> Excerpted passage:
Please note that there's a difference between the first two eopeers commands. The first one is configured to be executed to add the key to ballot-box keystore for the director authority prod-a1. Afterwards, we need to restart not only nginx but also ballot-box precisely because this service needs to reload the `prod-a1 TLS certificate keys.

Before completion, the installation of the certificate of the prod-s1 and prod-s2 servers needs to be installed in the election authorities, because even though i'ts the same TLS cert, they have different hostnames. So copy them (get it with "eopeers --show-mine") to the authorities and install them:

root@prod-a1:/root/prod-a1/ $ eopeers --install prod-s1.pkg
root@prod-a1:/root/prod-a1/ $ eopeers --install prod-s2.pkg
root@prod-a1:/root/prod-a1/ $ service nginx restart

Create a test election

Go to https://prod-s1/admin/login and create a test election. Then execute the following to create some votes. Change '2' in the following commands with your election number:

root@prod-s1:/root/prod-s1/ $ su - ballotbox
ballotbox@prod-s1:~ $ source ~/env/bin/activate
ballotbox@prod-s1:~ $ cd ~/ballot-box/admin
ballotbox@prod-s1:~ $ export ELECTION_ID=2
ballotbox@prod-s1:~/ballot-box/admin/ $ ./admin.py dump_pks $ELECTION_ID
ballotbox@prod-s1:~/ballot-box/admin/ $ echo '[1,0]' > votes.json
ballotbox@prod-s1:~/ballot-box/admin/ $ ./admin.py encrypt $ELECTION_ID

start the election, cast the votes, stop it and tally it:

ballotbox@prod-s1:~/ballot-box/admin/ $ ./admin.py start $ELECTION_ID
ballotbox@prod-s1:~/ballot-box/admin/ $ ./admin.py cast_votes $ELECTION_ID
ballotbox@prod-s1:~/ballot-box/admin/ $ ./admin.py count_votes $ELECTION_ID
# it will output: "2 (2)" which means 2 votes cast, 2 unique voters
ballotbox@prod-s1:~/ballot-box/admin/ $ ./admin.py stop $ELECTION_ID
ballotbox@prod-s1:~/ballot-box/admin/ $ ./admin.py tally $ELECTION_ID

High availability and load balancing (HA/LB)

Sequent platform can be configured to support both load balancing and high availability, using a master-slaves configuration.

High availability means that the slaves contain a replica of the master, so in the event of the master machine failing, one of the slaves can take over by being promoted to master. This is a process that currently have to be executed manually following the steps in the Promoting a slave to be master section.

> Record list:
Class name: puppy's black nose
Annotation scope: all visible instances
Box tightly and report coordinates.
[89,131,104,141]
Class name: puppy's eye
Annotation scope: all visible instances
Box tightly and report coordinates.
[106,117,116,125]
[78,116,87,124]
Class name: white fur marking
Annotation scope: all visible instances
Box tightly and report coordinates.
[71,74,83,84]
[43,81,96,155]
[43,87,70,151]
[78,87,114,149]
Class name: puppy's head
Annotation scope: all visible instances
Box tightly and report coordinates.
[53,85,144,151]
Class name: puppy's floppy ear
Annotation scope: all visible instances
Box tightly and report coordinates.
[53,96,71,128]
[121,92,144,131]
...
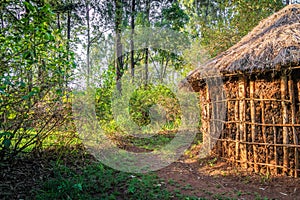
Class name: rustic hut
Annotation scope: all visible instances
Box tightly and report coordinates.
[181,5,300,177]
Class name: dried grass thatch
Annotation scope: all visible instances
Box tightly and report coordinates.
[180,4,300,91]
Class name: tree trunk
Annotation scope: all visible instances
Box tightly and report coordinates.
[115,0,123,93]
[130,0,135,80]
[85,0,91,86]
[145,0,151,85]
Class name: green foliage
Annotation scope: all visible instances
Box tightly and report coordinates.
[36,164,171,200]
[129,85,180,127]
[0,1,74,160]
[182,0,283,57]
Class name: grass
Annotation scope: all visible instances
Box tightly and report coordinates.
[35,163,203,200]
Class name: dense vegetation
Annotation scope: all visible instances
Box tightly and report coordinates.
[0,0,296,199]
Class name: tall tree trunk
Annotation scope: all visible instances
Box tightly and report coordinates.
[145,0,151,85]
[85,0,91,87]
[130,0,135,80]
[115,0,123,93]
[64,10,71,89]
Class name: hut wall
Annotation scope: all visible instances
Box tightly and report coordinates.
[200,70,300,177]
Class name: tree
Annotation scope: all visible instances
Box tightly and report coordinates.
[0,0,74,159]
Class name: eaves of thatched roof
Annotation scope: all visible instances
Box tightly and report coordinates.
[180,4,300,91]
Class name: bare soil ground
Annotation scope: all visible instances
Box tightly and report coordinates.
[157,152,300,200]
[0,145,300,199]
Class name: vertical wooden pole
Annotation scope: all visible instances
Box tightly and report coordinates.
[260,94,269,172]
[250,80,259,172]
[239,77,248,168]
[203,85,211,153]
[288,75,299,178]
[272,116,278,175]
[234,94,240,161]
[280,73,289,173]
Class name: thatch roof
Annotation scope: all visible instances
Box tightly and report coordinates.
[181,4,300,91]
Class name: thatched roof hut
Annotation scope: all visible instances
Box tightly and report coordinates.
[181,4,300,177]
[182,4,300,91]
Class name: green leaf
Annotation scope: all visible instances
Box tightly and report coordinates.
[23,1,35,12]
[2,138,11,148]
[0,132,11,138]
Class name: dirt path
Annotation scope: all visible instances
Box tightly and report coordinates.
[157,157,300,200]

> Exercises to complete:
**a.** Quote the Sequent setup guide between "start the election, cast" and "a master-slaves configuration.", inclusive.
**b.** Extend the Sequent setup guide past its final sentence.
The records have nothing to do with the Sequent setup guide.

> Responses in order:
**a.**
start the election, cast the votes, stop it and tally it:

ballotbox@prod-s1:~/ballot-box/admin/ $ ./admin.py start $ELECTION_ID
ballotbox@prod-s1:~/ballot-box/admin/ $ ./admin.py cast_votes $ELECTION_ID
ballotbox@prod-s1:~/ballot-box/admin/ $ ./admin.py count_votes $ELECTION_ID
# it will output: "2 (2)" which means 2 votes cast, 2 unique voters
ballotbox@prod-s1:~/ballot-box/admin/ $ ./admin.py stop $ELECTION_ID
ballotbox@prod-s1:~/ballot-box/admin/ $ ./admin.py tally $ELECTION_ID

High availability and load balancing (HA/LB)

Sequent platform can be configured to support both load balancing and high availability, using a master-slaves configuration.

**b.**
Load balancing allows to partially scale horizontally, allowing to serve more http requests per second. Sequent platform allows to perform load balancing only in the web servers (prod-s1, prod-s2, etc) but not in the election authority servers (prod-a1, prod-a2, etc). For scaling election authorities, currently the only way to do it is either subdividing an electoral process in multiple elections with different election authority servers, or scaling vertically the election authorities by adding more CPU/RAM/Disk resources to these machines.

The way Sequent deploys the master and the slave means that the master (prod-s1 in this guide) has the readwrite instance of the PostgreSQL database and the slaves (prod-s2) have only a read-only database replica.

However, other than that, all the backend services are replicated in both master and slaves machines (iam, iam_celery, ballot-box and nginx). ballot-box uses memcached to cache queries and improve performance, and all slaves connect directly to the memcached instance of the master machine.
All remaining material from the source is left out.